## Records provided
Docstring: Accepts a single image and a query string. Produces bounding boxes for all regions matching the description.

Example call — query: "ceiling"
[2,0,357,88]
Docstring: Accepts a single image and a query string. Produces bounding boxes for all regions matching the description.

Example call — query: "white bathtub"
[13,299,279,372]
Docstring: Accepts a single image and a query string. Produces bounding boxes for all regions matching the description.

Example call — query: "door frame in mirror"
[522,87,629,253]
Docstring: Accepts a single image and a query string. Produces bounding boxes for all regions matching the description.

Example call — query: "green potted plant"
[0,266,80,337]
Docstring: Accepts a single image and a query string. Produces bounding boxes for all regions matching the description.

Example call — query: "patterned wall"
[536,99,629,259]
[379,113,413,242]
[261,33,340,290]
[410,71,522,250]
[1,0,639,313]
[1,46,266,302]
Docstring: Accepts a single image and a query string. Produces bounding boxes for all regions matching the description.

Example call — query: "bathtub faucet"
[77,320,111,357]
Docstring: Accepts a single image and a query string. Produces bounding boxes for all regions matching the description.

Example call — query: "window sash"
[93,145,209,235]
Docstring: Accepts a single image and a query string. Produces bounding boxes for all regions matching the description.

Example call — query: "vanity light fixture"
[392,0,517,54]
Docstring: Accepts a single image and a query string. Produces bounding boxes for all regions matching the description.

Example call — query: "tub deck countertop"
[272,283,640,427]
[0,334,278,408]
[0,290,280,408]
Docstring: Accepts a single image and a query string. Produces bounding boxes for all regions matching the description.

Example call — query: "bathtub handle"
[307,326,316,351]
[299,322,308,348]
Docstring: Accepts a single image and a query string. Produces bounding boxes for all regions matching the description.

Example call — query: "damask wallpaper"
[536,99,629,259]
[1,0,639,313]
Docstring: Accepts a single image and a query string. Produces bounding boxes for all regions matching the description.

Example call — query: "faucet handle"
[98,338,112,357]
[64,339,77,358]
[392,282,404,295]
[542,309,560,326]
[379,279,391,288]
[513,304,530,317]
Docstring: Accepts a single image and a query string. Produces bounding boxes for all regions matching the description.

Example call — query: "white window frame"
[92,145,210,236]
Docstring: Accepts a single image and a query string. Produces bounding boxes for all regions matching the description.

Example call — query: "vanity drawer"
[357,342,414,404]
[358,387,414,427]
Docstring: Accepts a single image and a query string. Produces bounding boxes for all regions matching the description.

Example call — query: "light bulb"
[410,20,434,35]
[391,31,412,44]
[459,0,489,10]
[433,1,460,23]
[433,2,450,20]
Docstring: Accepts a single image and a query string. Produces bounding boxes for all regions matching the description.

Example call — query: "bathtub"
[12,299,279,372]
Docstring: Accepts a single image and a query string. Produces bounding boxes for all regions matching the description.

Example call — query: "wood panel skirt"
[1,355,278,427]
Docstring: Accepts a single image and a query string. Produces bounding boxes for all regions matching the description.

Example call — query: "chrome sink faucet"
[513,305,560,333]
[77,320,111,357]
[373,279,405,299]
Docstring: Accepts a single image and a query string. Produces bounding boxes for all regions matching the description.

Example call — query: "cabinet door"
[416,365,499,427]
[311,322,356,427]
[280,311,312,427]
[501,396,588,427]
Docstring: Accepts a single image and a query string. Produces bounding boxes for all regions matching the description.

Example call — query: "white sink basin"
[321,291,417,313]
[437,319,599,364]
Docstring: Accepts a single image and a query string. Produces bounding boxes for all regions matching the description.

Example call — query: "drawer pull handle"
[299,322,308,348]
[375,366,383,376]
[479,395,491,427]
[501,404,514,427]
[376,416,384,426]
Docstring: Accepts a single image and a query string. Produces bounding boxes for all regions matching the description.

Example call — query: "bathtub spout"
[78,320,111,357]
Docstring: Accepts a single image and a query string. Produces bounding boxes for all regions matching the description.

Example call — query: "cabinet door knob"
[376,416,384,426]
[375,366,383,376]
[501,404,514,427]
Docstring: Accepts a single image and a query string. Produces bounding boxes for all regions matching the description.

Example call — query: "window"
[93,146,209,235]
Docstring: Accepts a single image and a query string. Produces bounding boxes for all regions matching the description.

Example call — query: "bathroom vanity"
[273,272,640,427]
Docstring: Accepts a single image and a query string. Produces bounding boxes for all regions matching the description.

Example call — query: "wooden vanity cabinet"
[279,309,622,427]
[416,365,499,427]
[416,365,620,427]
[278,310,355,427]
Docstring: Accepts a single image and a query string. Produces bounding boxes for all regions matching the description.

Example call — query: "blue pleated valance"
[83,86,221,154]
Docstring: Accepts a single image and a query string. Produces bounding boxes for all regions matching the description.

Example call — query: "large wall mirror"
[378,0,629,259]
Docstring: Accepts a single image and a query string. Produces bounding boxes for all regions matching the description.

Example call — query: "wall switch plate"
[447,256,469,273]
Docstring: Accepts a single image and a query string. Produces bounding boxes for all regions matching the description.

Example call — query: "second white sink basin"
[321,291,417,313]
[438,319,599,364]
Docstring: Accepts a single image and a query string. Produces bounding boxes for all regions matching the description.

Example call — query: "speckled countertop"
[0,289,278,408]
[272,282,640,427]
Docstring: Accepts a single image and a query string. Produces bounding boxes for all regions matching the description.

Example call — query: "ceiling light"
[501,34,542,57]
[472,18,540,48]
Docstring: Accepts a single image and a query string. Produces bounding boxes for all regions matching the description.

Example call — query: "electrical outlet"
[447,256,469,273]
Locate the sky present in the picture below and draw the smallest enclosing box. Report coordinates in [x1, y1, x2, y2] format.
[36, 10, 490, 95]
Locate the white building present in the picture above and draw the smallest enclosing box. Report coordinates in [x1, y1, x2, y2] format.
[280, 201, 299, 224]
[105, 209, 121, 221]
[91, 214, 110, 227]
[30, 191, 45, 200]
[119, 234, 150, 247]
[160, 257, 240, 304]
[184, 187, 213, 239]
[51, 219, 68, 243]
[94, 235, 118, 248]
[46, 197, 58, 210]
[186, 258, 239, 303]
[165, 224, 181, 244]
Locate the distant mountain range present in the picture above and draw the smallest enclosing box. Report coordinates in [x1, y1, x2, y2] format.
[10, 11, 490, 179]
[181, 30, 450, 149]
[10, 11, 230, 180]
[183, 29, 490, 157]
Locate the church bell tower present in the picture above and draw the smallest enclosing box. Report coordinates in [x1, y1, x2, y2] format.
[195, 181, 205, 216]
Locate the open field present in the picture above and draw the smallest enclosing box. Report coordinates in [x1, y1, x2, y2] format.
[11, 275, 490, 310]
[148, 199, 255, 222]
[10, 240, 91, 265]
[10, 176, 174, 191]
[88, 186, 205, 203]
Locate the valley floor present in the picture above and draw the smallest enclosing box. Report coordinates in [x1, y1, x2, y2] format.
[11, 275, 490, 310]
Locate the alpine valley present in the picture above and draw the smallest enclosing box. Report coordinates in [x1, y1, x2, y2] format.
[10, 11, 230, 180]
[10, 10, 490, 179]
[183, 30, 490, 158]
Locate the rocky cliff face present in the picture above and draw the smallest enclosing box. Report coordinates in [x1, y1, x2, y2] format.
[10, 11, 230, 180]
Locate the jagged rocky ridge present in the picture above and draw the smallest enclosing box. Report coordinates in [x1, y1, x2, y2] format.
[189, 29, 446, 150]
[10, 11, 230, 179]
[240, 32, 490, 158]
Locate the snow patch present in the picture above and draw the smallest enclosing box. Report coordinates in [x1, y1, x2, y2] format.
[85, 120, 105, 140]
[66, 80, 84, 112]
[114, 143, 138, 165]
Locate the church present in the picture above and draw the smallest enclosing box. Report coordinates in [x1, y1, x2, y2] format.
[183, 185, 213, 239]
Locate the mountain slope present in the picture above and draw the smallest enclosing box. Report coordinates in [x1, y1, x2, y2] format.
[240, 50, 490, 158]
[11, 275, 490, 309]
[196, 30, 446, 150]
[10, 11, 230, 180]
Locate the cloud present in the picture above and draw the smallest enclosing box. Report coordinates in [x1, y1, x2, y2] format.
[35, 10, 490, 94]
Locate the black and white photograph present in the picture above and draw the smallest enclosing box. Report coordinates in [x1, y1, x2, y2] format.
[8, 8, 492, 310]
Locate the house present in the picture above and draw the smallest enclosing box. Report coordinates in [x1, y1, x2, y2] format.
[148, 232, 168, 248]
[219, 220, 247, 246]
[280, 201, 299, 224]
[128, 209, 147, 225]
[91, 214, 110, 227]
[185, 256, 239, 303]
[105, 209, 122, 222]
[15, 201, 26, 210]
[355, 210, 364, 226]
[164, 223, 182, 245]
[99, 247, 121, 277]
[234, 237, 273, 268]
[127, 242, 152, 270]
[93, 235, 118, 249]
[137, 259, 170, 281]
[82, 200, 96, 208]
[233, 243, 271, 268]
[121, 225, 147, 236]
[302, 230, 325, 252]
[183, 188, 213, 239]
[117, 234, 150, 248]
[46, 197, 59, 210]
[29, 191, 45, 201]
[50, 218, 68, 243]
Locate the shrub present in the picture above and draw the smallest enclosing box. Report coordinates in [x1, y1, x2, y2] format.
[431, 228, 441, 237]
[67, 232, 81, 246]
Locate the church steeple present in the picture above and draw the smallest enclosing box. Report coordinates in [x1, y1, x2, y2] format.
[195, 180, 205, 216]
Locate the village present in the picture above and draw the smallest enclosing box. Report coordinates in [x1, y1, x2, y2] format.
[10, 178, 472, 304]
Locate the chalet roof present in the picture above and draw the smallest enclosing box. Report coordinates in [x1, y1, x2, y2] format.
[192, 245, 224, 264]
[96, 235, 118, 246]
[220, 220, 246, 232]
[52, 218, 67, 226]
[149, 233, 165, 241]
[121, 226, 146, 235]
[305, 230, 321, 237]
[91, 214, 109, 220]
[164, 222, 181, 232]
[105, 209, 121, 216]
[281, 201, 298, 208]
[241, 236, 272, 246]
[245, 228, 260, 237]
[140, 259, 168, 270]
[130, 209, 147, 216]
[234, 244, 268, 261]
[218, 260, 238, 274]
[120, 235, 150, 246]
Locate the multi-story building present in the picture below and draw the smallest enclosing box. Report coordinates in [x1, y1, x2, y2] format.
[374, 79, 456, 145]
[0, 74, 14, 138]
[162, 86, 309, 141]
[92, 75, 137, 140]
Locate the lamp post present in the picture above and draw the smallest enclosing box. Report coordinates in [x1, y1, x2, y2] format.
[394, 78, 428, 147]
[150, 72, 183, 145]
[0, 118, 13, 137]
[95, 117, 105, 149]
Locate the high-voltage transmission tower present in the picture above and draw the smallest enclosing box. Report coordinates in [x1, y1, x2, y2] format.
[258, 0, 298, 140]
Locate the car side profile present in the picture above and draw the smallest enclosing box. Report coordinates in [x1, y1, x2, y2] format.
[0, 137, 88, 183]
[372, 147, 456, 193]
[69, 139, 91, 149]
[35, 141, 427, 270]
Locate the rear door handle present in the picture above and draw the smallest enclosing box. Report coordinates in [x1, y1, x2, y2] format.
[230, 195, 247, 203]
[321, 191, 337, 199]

## About this exercise
Word for word, repeat the line holding "Locate the high-voltage" and all lines after it through the end of the entries above.

## Completed exercise
Locate the high-voltage transmission tower present in the picture above and draw the smallest enclosing box. Report coordinates in [x1, y1, x2, y2] format.
[258, 0, 298, 140]
Locate the car side profile present in the picture above and draw the smallest enclosing box. Report coordinates in [x1, y1, x2, y2] format.
[0, 137, 88, 183]
[372, 147, 456, 193]
[69, 139, 91, 149]
[35, 141, 427, 270]
Locate the rear door handle present in the picture above and draw the smallest enclosing box. Report coordinates in [x1, y1, x2, y2] format.
[230, 195, 247, 203]
[321, 191, 337, 199]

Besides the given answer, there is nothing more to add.